§ **WHAT YOU SHOULD DO**: Retype the full set of records. Keep every character identical.

§ **DATA FOR PROCESSING**:
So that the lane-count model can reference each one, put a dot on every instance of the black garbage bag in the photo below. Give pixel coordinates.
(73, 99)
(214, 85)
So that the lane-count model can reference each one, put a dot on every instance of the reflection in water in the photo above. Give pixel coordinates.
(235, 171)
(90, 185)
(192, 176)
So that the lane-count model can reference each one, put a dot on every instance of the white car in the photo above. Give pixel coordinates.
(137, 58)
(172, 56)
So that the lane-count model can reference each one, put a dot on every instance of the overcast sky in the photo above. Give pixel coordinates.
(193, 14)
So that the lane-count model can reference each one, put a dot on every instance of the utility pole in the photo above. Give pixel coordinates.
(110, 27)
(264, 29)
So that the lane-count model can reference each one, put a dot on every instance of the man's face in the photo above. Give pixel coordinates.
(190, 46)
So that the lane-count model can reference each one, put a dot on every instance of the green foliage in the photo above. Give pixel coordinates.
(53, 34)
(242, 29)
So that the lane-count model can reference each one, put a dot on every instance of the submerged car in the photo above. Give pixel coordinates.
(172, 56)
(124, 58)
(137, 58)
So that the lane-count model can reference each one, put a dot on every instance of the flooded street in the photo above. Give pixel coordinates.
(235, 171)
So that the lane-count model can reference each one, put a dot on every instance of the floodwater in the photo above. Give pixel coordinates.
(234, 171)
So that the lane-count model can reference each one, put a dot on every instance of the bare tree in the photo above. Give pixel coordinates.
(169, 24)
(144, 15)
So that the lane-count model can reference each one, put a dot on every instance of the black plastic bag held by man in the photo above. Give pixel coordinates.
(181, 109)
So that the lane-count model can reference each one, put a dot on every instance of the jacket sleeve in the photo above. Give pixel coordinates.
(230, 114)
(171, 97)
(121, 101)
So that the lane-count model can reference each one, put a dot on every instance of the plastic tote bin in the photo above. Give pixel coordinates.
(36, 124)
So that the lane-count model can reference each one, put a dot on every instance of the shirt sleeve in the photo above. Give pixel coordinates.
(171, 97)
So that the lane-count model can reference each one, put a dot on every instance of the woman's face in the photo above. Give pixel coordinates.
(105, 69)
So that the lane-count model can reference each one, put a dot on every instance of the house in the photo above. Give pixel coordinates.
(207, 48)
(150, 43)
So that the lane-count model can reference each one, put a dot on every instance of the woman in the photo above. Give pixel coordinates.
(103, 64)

§ **EXERCISE SOLUTION**:
So that the lane-count model can reference each one, put a dot on every instance of the black garbage bag in the photo below. Give pixel coordinates.
(73, 99)
(214, 85)
So that the lane-count model can reference each one, put a dot on every instance of the reflection in water in the photo above. Give pixel coordinates.
(235, 171)
(90, 185)
(192, 176)
So that the lane-count model can reference each one, put a dot on every instance of the white car in the photo above. Give pixel coordinates.
(137, 58)
(172, 56)
So that the lane-count model can reference each one, put a dot on every instance of the overcast sky in the photo above. Give pixel coordinates.
(193, 14)
So that the lane-count model can reference each one, put a dot on every instance of the utility pole in the photo above. Give pixel coordinates.
(110, 27)
(264, 29)
So that the lane-count model can reference each one, put a dot on every instance of the man's face in the photo above. Give pixel coordinates.
(190, 46)
So that the lane-count model can reference each one, put a dot on every instance of the green foliage in the photo above. Give pixel coordinates.
(53, 34)
(242, 29)
So that the lane-count model can reference each one, put a dot on every instance of the submerged car in the photo above. Give pixel coordinates.
(172, 56)
(124, 58)
(137, 58)
So that the lane-count model can reference each one, put a dot on every instance of the flooded street in the photo above. Give pixel coordinates.
(235, 171)
So that the lane-count model can reference each one, put a dot on every instance of the floodwater in the photo above. Give pixel coordinates.
(234, 171)
So that the lane-count model can reference each one, put a dot on every instance of the bare tree in the photo above. Give pixel coordinates.
(169, 24)
(144, 15)
So that the lane-count model can reference each one, put a dot on every instance of the black plastic bag held by man in the photo above. Give pixel coordinates.
(181, 109)
So that the lane-count model can reference each one, put a dot on every instance of the jacket sleeve in the photo above. Give pixel coordinates.
(230, 114)
(171, 97)
(121, 101)
So that the lane-count model can reference each one, put a dot on every instance of the plastic tote bin in the photo above. Give pixel coordinates.
(36, 124)
So that the lane-count model can reference each one, put a dot on every instance of the shirt sleeve in the photo above. Give pixel coordinates.
(171, 97)
So that the lane-count model can reference each one, put a dot on every instance of the woman's face in the photo above. Give pixel coordinates.
(105, 69)
So that the lane-count model can reference each one, put a dot on every instance of the house in the photo above. Give pixel coordinates.
(207, 48)
(150, 43)
So that the lane-count model can reference each one, put a dot on every instance of the woman in the photo above. Give pixel coordinates.
(103, 64)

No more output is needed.